• [INPUT]:
◇ ◇ ◇ ◇

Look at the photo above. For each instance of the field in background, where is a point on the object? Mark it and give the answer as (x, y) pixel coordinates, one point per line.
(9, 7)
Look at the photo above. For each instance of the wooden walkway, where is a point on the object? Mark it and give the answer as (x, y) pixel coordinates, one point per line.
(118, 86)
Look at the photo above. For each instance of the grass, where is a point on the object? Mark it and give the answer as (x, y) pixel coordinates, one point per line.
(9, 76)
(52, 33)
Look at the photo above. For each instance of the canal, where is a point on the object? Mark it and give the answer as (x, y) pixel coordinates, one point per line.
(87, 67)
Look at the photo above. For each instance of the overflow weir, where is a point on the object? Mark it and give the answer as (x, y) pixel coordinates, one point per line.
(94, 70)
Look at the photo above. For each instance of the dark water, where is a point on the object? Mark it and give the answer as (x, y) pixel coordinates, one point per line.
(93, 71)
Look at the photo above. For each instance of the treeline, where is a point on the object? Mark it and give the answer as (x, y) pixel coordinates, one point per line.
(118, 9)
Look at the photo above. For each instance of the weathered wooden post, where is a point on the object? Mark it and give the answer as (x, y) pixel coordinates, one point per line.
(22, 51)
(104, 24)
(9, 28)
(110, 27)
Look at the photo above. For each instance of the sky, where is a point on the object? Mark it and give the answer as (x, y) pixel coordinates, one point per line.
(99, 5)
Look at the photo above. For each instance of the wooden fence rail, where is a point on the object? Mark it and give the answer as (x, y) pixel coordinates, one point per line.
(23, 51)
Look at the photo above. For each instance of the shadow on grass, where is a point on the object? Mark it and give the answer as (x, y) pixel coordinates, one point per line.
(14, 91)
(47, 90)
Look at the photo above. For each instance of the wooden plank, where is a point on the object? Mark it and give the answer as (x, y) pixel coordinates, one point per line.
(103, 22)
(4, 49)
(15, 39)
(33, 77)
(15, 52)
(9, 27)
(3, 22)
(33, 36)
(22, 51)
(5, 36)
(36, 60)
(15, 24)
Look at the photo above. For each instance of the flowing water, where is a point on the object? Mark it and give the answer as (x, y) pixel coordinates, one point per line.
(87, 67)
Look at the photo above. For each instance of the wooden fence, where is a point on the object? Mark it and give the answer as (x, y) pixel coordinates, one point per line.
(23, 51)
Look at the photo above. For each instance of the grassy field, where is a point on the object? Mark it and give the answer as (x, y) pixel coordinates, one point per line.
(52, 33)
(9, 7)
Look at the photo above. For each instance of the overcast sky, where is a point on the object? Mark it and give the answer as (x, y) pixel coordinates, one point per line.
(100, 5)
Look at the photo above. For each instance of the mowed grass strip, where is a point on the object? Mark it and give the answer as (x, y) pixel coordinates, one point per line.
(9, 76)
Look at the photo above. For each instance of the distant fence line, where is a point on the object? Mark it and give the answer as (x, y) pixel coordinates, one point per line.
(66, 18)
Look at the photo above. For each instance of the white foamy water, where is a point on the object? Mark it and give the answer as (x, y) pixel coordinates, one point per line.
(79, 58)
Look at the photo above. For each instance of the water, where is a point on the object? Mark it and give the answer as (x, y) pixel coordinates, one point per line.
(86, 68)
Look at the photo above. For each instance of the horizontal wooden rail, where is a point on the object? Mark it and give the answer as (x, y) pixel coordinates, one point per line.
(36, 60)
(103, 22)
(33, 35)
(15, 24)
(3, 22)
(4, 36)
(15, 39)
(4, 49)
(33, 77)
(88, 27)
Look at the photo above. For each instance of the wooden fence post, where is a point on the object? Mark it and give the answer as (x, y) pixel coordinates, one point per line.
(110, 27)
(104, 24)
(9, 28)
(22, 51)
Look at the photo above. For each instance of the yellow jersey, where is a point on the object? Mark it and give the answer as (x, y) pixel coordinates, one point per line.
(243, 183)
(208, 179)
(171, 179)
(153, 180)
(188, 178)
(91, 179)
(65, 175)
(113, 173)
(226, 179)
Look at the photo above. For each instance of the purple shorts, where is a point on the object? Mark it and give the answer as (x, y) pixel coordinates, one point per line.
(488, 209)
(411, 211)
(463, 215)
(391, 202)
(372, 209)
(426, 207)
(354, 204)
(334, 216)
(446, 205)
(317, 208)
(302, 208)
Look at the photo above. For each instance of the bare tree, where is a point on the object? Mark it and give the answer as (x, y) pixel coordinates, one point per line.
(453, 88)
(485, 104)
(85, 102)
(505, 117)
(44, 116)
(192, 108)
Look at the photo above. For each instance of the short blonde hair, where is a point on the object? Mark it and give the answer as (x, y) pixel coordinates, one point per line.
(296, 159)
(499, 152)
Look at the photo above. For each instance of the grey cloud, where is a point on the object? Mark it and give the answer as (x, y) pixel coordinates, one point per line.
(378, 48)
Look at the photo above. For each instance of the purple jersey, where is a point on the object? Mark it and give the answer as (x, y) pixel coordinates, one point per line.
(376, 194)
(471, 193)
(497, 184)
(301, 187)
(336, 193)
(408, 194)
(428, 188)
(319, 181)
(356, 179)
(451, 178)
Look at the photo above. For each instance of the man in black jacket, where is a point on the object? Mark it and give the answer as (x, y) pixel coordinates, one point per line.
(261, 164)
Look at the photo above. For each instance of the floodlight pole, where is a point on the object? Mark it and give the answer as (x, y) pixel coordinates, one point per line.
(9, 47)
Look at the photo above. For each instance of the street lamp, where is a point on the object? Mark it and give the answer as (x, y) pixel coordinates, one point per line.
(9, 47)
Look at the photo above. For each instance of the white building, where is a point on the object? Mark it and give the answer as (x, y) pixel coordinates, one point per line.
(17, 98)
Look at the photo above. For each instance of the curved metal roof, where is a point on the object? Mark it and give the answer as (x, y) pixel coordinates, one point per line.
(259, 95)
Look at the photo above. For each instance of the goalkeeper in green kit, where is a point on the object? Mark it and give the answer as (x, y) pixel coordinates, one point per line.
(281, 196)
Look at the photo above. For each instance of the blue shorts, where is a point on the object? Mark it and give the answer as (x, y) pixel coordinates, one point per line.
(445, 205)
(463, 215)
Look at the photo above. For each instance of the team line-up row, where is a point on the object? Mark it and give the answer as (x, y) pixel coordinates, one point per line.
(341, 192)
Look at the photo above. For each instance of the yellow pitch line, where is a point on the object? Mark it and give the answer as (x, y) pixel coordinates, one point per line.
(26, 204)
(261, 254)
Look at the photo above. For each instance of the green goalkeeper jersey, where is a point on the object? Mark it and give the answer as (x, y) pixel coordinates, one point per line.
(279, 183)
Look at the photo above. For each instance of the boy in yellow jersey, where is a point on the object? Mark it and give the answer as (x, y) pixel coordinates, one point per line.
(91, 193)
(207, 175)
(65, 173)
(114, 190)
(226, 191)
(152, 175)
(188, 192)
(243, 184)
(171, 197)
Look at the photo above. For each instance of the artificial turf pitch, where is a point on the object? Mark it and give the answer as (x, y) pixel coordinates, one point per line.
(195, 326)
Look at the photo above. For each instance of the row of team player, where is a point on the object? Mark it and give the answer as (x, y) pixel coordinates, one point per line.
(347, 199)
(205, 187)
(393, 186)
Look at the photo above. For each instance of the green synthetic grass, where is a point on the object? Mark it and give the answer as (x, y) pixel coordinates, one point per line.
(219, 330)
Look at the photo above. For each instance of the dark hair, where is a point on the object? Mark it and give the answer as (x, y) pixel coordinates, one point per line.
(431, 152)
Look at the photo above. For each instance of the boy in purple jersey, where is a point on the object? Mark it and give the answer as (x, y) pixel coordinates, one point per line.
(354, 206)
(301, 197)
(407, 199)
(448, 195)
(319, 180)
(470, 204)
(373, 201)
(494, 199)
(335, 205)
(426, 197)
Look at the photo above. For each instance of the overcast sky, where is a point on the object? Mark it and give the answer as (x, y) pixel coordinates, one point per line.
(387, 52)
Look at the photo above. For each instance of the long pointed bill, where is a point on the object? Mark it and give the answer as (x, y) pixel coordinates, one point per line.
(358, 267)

◇ ◇ ◇ ◇

• [TASK GOAL]: Could you give the material, starting with the line that contains "boy in purple" and going on through its last line, as a JSON list of strings, one string per line, with blank lines left out?

• [ANSWER TO THE PROBLEM]:
[
  "Look at the photo above. For each instance of the boy in purple jersey, where is a point on the object? Mark it and give the answer as (x, y) pixel coordinates, one point per line.",
  "(354, 206)",
  "(301, 197)",
  "(407, 199)",
  "(448, 195)",
  "(319, 180)",
  "(470, 204)",
  "(373, 201)",
  "(494, 199)",
  "(335, 205)",
  "(426, 197)",
  "Look at the photo above. For each instance of the overcast sky, where is a point on the object? Mark it and give the answer as (x, y) pixel coordinates, one point per line.",
  "(387, 52)",
  "Look at the photo above. For each instance of the long pointed bill, where is a point on the object? Mark it and give the answer as (x, y) pixel coordinates, one point per line.",
  "(358, 267)"
]